◆ WORK TO BE COMPLETED ◆
How many lines in the records below contain the string "brown"? Treat uppercase and lowercase as different, and reply with the number alone.

◆ EXERCISE MATERIALS ◆
========
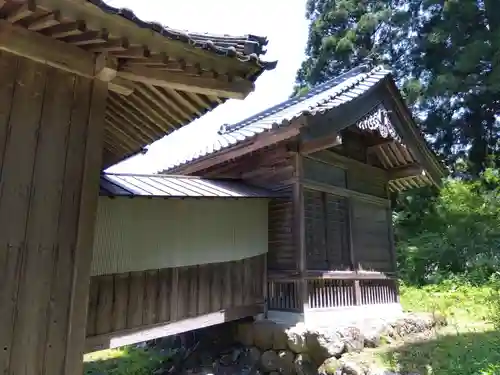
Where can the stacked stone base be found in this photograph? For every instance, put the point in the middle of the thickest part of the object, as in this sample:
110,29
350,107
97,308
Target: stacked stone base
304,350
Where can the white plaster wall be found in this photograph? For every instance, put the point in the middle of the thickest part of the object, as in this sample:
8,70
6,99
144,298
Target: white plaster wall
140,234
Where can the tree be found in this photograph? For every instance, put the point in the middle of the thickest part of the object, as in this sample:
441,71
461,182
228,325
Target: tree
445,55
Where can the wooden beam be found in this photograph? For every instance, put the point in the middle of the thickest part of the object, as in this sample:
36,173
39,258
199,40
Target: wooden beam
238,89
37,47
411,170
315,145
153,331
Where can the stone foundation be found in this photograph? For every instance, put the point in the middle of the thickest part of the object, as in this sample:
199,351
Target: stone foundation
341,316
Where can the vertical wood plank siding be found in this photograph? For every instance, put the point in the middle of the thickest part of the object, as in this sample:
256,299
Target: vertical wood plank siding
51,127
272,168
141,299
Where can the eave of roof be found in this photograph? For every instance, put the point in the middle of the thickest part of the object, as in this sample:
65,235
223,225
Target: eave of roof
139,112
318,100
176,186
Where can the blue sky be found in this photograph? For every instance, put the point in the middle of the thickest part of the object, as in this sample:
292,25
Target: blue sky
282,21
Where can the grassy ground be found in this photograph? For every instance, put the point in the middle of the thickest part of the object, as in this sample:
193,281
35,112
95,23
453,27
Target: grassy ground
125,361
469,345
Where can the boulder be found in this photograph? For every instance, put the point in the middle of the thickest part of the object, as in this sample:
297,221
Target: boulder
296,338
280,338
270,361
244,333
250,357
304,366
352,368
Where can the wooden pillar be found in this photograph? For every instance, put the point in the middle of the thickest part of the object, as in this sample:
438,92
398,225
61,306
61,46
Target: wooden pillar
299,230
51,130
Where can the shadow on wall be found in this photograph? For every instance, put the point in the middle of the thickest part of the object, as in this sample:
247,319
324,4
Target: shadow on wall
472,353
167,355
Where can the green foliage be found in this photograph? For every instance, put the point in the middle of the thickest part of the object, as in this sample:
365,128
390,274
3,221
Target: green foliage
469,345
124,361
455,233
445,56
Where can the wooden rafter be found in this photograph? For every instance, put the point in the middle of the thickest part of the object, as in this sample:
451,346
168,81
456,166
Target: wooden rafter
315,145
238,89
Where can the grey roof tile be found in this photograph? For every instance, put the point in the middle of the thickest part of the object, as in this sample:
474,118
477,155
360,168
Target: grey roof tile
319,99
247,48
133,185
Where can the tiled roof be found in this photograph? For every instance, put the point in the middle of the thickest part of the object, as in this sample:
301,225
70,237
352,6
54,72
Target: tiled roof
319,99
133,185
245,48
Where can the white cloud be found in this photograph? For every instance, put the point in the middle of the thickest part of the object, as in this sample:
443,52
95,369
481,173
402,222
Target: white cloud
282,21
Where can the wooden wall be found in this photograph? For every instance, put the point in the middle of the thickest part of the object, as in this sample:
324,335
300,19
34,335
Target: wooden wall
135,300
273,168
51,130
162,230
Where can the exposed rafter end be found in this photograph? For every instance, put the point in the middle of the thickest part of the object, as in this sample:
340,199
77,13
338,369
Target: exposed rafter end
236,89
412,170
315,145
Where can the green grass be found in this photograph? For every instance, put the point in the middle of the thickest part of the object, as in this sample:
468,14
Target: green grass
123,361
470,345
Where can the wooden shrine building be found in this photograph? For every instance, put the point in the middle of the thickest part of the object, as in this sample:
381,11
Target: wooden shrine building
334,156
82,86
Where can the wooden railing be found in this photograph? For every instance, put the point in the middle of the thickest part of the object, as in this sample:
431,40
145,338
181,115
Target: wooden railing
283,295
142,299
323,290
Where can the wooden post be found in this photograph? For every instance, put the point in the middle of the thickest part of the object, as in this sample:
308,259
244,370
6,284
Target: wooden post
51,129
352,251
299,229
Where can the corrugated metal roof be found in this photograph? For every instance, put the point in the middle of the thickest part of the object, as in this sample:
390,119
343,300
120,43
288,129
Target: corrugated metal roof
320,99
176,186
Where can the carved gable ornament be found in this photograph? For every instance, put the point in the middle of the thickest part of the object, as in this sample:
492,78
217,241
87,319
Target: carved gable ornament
========
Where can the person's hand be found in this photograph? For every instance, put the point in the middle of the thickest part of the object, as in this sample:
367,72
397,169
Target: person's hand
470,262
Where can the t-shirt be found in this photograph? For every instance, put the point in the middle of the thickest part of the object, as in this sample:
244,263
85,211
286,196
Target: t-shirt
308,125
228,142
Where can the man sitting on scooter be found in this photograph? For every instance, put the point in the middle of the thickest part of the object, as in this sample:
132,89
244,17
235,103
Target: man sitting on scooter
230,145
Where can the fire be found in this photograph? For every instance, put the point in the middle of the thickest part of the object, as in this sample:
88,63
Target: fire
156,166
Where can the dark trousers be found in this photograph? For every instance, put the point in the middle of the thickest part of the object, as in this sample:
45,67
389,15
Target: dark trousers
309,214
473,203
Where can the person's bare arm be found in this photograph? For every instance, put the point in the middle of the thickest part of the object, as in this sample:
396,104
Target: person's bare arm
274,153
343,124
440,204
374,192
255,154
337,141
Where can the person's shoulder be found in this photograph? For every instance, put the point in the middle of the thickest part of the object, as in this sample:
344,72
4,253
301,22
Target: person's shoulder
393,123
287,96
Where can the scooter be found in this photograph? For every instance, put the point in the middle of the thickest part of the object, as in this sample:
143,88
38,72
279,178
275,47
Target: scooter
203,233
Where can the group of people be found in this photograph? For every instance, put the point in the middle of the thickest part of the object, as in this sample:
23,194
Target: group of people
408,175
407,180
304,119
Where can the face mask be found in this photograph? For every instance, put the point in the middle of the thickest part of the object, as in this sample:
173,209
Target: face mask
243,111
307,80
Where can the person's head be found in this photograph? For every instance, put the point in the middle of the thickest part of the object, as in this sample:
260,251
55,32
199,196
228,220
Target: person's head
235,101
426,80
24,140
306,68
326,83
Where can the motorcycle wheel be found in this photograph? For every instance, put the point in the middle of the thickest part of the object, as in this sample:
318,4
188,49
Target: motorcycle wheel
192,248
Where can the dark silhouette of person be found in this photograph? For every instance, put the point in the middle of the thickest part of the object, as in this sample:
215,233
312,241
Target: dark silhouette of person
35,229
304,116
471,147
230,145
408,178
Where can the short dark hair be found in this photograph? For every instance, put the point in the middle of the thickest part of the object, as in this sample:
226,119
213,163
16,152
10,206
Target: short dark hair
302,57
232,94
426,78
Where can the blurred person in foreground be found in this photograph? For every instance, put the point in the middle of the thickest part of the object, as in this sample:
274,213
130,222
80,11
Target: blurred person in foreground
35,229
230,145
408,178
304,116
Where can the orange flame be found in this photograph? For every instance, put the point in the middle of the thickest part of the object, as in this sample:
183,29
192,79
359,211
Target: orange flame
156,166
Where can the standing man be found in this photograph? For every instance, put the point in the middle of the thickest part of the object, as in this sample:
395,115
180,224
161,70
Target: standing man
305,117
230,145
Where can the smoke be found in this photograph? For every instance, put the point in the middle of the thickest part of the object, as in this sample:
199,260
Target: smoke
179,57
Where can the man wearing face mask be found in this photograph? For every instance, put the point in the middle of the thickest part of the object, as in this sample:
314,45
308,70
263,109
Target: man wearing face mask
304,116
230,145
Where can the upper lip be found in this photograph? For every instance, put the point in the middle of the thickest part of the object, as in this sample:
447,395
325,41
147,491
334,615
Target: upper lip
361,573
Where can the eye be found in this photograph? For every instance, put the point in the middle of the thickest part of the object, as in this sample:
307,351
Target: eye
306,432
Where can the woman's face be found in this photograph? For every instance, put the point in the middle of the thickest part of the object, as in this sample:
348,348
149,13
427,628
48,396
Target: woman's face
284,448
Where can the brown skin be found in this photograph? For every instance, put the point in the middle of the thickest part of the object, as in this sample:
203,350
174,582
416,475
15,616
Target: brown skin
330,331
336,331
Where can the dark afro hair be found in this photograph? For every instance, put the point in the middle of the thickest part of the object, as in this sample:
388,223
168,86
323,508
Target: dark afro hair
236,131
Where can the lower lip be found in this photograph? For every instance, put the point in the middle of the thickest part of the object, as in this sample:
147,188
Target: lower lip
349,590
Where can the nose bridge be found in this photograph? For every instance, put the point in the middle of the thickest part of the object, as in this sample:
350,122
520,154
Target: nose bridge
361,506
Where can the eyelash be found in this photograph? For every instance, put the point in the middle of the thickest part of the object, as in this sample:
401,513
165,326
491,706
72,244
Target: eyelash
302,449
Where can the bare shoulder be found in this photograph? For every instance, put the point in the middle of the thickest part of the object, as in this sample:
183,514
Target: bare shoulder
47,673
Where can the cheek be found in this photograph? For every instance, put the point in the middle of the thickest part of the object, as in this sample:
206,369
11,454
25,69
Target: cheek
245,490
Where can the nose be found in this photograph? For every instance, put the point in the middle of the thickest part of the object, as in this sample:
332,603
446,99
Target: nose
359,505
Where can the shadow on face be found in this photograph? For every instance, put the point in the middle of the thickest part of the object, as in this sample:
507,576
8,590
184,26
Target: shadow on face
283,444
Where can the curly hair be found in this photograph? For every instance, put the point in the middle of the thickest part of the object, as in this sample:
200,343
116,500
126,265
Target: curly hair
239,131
========
◆ ANSWER FOR THE TASK ◆
2